>> begin
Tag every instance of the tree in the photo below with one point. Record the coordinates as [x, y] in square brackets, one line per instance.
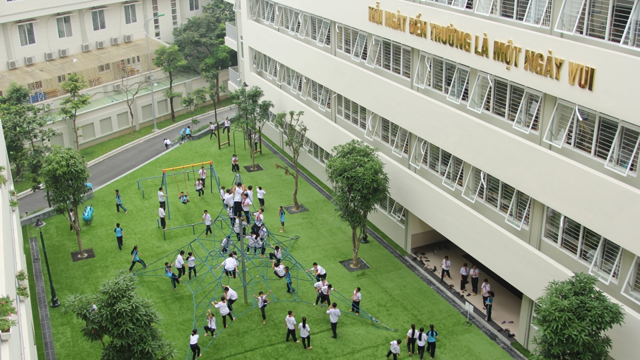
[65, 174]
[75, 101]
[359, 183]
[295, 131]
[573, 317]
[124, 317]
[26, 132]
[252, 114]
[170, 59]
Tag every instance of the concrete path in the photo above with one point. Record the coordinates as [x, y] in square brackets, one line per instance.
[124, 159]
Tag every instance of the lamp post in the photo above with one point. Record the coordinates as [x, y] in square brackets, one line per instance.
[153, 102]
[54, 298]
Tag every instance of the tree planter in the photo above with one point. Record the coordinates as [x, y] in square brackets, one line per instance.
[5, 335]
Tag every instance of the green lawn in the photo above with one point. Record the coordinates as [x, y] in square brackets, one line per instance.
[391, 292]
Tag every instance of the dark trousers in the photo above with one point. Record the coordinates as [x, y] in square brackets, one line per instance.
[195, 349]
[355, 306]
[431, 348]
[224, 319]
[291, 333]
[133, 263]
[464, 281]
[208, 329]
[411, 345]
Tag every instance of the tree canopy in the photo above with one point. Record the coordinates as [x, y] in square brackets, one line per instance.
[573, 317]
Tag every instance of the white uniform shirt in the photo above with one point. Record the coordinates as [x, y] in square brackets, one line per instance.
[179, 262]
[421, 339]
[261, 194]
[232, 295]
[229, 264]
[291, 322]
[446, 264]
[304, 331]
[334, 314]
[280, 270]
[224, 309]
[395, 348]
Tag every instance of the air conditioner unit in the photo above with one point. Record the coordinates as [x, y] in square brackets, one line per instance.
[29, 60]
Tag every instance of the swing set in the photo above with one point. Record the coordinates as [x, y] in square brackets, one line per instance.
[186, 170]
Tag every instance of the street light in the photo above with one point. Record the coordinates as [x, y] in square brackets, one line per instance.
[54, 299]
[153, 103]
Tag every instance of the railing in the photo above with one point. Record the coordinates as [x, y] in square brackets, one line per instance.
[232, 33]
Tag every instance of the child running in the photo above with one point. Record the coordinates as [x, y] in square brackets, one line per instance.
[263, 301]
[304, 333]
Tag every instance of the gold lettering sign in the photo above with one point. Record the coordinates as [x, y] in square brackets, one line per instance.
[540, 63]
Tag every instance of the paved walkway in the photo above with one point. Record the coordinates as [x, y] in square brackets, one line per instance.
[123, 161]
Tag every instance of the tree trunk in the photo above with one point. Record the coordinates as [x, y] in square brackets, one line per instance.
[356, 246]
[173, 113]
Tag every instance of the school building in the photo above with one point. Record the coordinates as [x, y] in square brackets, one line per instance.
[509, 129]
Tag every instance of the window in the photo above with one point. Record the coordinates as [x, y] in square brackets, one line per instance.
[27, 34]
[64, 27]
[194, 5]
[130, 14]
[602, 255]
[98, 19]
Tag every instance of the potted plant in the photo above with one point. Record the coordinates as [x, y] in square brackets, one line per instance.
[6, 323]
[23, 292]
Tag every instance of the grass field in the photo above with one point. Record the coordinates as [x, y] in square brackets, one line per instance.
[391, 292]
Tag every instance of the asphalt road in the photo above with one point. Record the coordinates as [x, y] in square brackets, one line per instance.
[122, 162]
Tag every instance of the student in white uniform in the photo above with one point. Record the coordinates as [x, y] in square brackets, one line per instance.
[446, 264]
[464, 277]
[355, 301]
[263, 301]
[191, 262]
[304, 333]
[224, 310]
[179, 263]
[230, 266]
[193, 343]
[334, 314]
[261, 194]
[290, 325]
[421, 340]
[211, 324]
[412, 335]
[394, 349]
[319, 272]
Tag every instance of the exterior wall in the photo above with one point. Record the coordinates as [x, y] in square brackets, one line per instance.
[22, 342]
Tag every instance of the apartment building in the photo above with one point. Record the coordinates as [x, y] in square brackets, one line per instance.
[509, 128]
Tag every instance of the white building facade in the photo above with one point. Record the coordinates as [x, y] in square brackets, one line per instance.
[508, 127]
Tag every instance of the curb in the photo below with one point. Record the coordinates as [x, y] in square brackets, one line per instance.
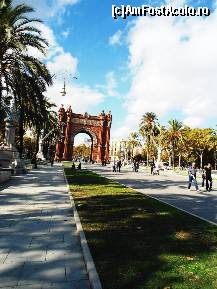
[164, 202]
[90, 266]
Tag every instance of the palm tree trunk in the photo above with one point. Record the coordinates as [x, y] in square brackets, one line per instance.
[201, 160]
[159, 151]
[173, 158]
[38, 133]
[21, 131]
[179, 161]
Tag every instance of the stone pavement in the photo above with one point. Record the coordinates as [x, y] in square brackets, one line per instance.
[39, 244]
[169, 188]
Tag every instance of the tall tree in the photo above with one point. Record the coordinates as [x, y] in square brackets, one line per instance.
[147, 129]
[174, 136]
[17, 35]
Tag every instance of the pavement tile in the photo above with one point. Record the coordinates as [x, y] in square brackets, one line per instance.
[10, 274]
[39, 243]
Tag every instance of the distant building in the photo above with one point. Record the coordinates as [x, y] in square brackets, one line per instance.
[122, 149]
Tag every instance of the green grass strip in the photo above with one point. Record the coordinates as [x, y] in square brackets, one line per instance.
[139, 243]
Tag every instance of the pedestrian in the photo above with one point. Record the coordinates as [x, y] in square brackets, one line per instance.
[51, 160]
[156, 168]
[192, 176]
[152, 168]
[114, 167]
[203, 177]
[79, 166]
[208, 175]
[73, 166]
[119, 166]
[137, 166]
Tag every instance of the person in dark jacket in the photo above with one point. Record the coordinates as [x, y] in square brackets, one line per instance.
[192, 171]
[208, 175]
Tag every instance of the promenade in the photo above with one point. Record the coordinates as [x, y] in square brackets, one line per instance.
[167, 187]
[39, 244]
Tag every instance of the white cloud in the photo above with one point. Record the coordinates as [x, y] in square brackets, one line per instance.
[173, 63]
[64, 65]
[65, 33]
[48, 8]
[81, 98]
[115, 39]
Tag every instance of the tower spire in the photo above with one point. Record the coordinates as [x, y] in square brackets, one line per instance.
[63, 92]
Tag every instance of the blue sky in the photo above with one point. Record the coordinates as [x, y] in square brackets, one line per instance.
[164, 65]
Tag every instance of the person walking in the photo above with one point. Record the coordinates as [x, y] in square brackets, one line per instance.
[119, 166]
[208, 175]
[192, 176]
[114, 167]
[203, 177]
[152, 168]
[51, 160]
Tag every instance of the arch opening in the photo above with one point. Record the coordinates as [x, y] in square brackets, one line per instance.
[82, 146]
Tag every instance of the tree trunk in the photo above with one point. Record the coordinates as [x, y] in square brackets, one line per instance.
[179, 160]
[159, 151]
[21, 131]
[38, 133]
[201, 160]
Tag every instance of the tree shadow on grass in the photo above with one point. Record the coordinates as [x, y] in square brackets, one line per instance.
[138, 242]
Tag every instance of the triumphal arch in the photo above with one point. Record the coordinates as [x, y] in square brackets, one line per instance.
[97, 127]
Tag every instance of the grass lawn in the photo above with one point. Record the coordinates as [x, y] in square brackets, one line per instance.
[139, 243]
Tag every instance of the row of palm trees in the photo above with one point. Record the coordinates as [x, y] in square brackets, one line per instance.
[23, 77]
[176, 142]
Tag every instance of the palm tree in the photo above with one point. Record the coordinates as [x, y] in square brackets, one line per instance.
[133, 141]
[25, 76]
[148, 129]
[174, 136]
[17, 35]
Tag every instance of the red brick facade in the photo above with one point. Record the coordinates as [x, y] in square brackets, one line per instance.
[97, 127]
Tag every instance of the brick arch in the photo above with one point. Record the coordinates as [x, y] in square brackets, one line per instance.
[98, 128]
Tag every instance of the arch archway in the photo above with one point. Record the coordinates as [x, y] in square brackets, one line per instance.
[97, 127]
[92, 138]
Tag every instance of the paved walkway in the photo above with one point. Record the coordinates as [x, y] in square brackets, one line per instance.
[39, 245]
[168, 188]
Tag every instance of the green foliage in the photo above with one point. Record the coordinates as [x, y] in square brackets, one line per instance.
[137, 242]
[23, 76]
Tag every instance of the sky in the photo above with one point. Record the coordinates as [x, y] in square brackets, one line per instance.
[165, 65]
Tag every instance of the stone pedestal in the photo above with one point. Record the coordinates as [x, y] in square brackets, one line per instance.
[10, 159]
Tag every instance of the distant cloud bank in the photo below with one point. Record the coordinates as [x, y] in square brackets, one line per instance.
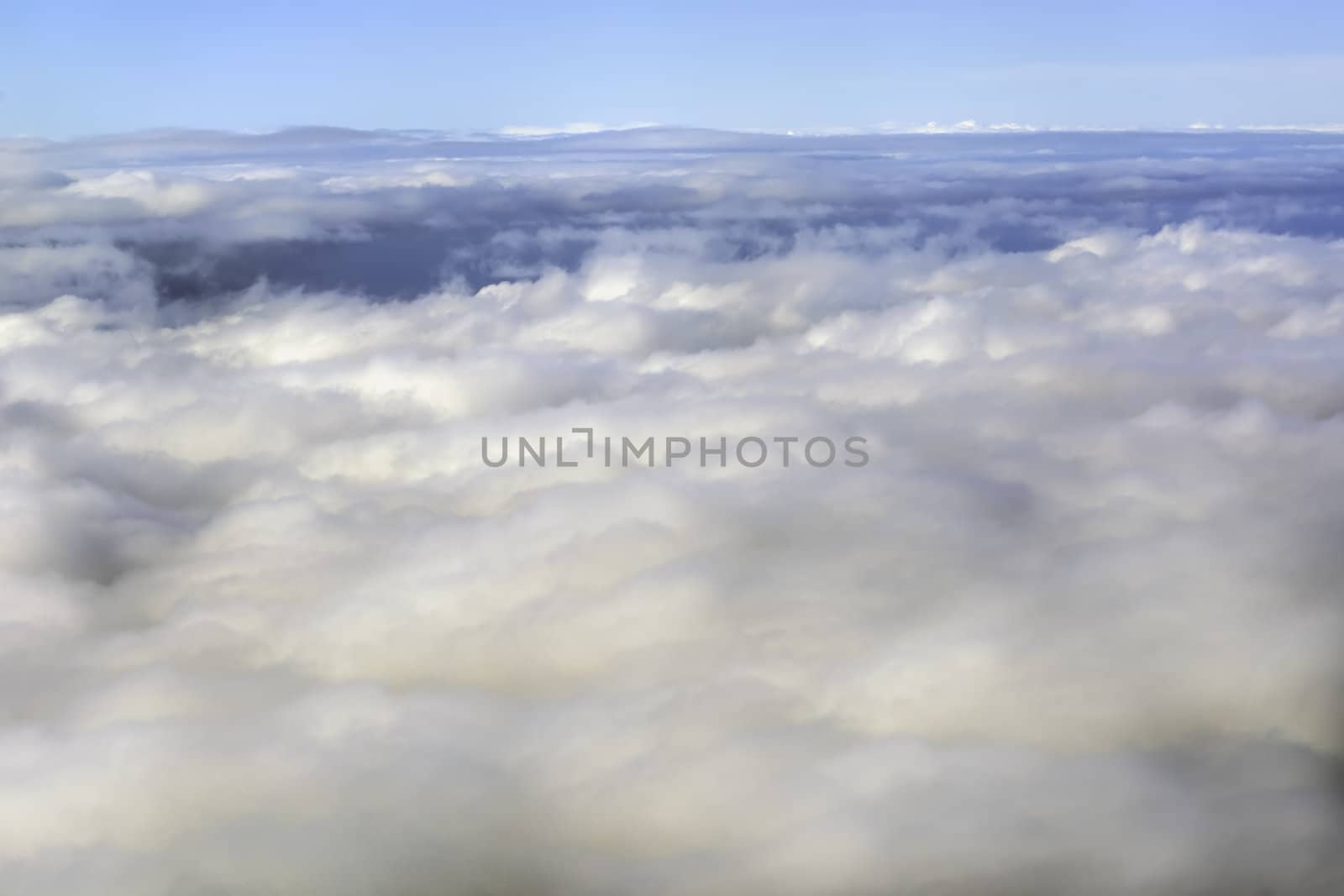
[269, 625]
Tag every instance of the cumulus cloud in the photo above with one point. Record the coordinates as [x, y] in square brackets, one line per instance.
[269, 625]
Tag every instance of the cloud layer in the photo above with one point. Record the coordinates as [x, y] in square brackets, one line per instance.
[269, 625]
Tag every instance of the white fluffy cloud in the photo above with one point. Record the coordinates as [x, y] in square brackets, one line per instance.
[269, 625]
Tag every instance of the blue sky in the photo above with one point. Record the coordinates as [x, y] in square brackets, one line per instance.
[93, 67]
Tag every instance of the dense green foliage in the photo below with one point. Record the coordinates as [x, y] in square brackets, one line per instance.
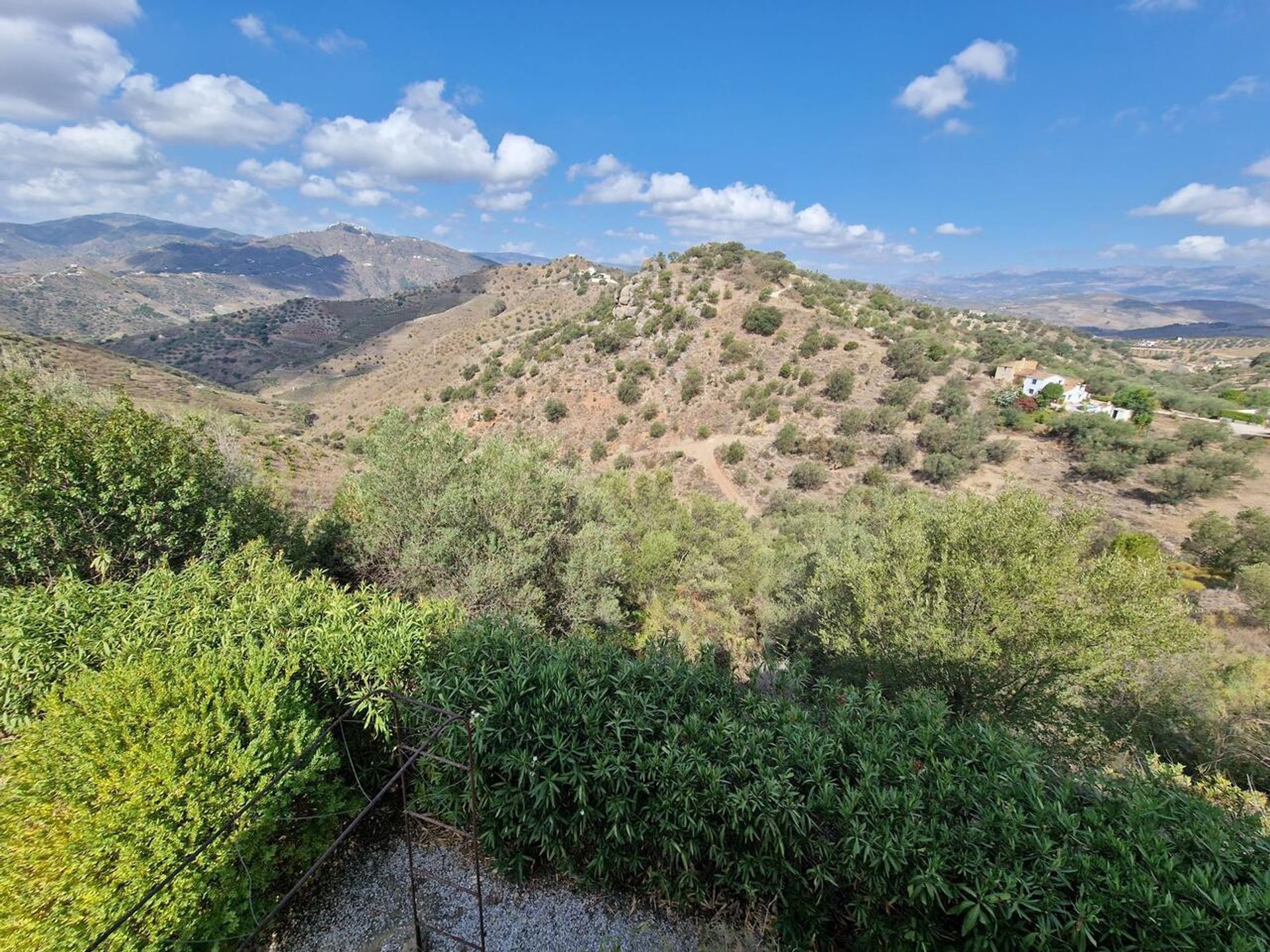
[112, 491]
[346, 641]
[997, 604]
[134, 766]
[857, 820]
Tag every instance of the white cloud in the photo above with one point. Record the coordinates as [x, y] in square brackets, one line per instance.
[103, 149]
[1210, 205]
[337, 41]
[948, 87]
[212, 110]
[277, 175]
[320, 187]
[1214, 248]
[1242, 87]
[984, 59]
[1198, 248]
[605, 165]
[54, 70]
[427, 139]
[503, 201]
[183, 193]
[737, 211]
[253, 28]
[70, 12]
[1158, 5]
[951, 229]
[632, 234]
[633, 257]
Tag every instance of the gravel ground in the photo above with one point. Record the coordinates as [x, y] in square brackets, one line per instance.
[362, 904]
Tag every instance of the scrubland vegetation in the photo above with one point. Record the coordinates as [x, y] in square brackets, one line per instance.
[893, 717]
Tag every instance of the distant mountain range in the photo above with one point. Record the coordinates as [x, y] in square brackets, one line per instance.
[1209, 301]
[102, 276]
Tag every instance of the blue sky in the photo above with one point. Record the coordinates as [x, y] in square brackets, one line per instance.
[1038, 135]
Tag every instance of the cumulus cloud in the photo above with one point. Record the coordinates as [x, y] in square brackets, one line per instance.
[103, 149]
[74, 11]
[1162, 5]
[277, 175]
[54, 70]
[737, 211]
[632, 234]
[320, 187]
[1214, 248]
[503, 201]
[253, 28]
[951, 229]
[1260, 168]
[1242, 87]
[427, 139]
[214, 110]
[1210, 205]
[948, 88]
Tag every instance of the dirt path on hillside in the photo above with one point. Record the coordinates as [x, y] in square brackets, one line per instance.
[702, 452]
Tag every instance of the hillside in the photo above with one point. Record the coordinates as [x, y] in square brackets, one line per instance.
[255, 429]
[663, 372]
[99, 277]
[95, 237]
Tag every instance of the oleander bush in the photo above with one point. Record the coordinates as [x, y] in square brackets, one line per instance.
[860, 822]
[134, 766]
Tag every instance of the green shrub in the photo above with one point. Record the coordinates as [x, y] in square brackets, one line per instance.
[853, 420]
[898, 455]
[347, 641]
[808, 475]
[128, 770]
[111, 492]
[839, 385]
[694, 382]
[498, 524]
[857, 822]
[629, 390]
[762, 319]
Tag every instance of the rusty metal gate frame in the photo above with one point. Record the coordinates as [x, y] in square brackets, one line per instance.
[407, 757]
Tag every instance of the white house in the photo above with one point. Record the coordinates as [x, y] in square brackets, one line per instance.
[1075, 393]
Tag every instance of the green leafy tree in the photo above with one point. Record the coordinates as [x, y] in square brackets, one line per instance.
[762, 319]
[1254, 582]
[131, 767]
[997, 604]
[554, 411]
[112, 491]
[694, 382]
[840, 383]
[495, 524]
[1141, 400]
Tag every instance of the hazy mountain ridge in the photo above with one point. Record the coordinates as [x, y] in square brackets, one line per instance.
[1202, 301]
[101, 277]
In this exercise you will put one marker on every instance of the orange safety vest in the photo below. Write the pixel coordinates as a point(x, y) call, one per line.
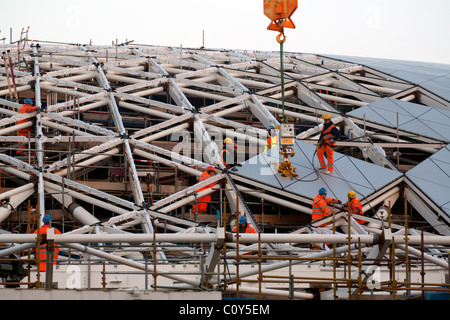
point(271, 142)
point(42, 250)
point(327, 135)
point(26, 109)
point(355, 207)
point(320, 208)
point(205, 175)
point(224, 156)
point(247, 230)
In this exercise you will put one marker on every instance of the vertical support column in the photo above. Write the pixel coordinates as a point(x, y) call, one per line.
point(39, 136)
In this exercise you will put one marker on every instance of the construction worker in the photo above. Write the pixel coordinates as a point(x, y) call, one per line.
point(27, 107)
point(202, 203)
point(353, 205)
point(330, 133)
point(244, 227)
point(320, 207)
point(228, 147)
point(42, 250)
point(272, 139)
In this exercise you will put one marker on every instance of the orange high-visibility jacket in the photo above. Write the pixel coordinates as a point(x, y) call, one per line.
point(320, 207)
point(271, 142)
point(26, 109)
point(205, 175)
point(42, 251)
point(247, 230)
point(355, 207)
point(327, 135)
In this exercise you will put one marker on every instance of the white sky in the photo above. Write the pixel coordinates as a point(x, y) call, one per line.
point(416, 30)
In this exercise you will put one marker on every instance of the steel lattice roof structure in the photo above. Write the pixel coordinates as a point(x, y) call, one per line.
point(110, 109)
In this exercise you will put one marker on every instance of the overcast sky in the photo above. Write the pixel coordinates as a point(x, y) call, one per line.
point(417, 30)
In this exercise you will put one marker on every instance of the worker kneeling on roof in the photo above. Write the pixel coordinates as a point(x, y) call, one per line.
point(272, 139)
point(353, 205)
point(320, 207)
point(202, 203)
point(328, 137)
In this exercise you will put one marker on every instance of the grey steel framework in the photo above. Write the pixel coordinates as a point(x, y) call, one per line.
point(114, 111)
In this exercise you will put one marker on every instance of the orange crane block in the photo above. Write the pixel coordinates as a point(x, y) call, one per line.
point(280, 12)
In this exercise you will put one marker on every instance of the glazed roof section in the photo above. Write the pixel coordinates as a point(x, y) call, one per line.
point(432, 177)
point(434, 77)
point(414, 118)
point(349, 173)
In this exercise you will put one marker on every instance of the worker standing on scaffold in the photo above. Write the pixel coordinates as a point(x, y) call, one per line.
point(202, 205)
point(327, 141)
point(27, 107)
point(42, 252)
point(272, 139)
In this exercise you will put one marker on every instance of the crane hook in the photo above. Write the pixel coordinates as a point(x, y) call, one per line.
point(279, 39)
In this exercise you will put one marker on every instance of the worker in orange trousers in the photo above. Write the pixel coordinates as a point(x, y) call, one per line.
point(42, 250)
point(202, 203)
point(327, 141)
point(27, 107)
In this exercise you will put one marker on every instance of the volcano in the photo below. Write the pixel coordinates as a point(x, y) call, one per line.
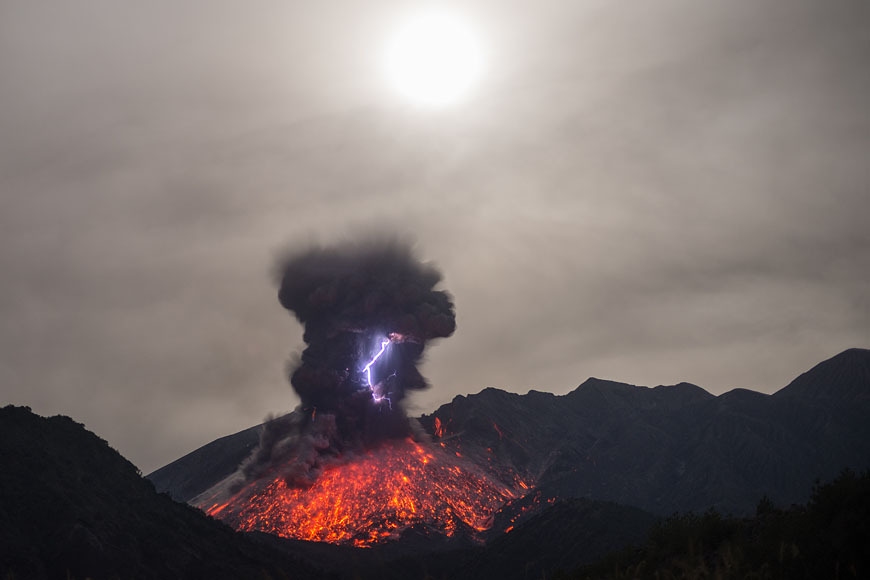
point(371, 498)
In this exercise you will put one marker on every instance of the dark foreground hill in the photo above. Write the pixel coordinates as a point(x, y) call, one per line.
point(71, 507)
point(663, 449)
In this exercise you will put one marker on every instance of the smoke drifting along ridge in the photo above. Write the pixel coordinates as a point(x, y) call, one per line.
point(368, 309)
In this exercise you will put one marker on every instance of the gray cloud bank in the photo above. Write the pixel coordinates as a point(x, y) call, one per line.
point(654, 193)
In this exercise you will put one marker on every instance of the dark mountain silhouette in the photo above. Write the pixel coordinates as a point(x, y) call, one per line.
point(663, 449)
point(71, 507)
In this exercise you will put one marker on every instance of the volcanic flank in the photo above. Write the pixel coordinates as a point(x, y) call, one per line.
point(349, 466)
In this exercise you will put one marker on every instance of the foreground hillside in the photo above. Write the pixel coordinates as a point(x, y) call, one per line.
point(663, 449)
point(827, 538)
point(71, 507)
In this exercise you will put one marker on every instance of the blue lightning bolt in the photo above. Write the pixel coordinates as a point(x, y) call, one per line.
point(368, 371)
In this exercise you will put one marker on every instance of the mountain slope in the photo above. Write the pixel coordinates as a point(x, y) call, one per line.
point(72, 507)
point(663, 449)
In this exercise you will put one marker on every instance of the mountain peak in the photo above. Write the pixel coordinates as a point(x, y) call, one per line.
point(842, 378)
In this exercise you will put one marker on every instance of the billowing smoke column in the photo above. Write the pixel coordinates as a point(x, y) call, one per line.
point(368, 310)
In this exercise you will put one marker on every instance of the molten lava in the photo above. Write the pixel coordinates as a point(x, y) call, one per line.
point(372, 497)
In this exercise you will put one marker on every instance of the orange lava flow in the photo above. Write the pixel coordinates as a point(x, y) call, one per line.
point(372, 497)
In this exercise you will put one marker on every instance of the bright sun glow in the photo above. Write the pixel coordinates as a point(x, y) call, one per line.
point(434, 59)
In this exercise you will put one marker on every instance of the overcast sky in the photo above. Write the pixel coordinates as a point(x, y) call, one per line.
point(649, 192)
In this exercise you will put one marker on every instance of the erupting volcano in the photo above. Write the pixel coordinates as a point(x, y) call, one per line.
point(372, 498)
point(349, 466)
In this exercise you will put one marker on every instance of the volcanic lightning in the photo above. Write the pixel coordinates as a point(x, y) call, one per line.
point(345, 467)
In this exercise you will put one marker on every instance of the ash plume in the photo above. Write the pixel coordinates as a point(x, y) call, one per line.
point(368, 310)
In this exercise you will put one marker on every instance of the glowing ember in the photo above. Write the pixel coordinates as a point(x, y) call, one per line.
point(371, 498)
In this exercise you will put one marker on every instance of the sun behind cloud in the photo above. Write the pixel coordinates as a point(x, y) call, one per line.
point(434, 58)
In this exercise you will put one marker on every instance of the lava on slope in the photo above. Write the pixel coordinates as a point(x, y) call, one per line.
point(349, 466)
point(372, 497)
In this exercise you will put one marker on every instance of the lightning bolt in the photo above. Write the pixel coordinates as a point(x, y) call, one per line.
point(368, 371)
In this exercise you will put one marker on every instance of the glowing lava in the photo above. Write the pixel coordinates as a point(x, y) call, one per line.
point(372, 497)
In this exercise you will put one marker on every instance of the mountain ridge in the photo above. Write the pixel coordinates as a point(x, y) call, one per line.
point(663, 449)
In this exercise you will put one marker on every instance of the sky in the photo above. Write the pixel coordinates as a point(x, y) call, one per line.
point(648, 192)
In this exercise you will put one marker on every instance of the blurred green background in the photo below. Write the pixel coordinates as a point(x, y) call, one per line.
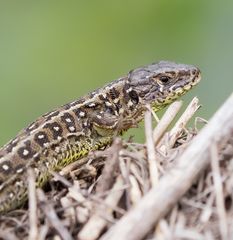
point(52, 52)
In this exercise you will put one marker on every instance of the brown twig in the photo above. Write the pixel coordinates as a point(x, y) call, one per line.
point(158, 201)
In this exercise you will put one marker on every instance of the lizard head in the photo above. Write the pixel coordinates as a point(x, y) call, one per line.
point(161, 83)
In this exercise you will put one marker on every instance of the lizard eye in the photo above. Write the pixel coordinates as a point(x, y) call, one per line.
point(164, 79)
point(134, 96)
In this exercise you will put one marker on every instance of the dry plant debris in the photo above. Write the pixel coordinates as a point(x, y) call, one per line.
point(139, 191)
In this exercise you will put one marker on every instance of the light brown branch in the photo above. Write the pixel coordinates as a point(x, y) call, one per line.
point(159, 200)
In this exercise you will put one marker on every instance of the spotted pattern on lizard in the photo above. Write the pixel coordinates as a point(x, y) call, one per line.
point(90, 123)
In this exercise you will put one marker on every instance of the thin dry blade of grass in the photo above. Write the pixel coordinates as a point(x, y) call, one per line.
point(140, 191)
>> end
▶ _SHORT EXERCISE_: All lines from the one containing "of the brown" through the final line of the listing above are to be reproduced exactly; include both and add nothing.

▶ _THE RESULT_:
In this exercise you will put one marker on every instance of the brown twig in the photo above. Write the pixel coordinates as a point(x, y) call, one per line.
point(158, 201)
In this exercise you will put one marker on every instance of the lizard head in the photo above. Write the pixel coordinates as a point(x, y) call, one per line.
point(161, 83)
In this exercise you will put one marker on every instance of the lizard eye in the photo above. Write the pixel coordinates as a point(x, y) call, one per line.
point(164, 79)
point(134, 96)
In this exercise you will put one marker on every instance of the dry plant debris in the photo above. Write the pixel coordinates as a point(x, y) call, one per line.
point(139, 191)
In this exercise you will put one marker on every instance of the light brown branch in the photo above. Write the pixel coordinates as a point(x, y) call, one per line.
point(159, 200)
In this exercise you will put one marker on every instance of the spotted pattern on lizard in the photo above. Write the pixel coordinates as a point(x, y) call, one per line.
point(90, 123)
In this exercise you will put one marker on every instance of the thin dry blade of grass in the photo above. Write the pixel coordinates as a point(x, y) call, one per line.
point(140, 191)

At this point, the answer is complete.